§ SHORT TASK: From the entries below, pull out every line that contains the word "water". Case counts.

[Items from a labeling collection]

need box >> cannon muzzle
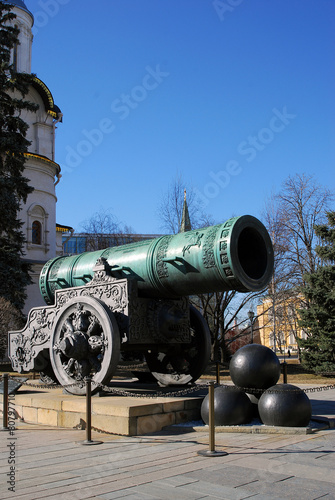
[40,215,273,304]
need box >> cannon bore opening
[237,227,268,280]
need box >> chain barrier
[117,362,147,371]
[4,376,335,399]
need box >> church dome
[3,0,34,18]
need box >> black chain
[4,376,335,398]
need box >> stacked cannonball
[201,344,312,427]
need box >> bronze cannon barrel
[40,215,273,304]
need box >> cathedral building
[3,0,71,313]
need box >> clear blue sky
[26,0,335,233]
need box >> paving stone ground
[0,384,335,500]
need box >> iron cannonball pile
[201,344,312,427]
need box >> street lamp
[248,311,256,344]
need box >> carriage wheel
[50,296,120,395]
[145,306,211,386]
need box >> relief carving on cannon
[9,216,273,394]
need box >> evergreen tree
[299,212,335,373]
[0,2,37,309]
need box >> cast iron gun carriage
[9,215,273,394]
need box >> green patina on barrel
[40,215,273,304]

--

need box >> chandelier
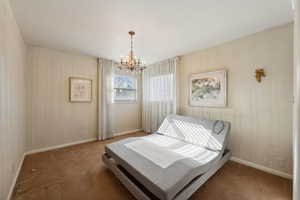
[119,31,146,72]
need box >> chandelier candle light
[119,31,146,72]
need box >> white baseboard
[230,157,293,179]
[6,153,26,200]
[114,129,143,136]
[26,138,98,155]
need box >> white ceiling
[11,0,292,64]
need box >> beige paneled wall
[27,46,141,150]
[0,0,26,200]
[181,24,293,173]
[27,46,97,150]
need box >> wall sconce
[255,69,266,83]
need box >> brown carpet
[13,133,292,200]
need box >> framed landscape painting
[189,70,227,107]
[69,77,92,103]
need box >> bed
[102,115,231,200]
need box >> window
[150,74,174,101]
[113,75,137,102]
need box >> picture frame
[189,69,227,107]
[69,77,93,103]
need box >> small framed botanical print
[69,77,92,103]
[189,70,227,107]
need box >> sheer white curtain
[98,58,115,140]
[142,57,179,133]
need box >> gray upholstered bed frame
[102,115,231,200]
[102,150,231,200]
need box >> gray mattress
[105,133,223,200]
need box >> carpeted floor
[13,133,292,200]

==

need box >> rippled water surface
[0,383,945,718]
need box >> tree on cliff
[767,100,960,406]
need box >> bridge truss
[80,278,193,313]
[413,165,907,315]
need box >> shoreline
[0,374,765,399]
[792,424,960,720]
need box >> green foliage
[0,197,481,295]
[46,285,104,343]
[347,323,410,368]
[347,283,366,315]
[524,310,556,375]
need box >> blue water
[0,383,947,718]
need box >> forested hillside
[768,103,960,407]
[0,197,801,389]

§ COMPLETE RESPONSE:
need box >> rippled water surface
need box >> blue water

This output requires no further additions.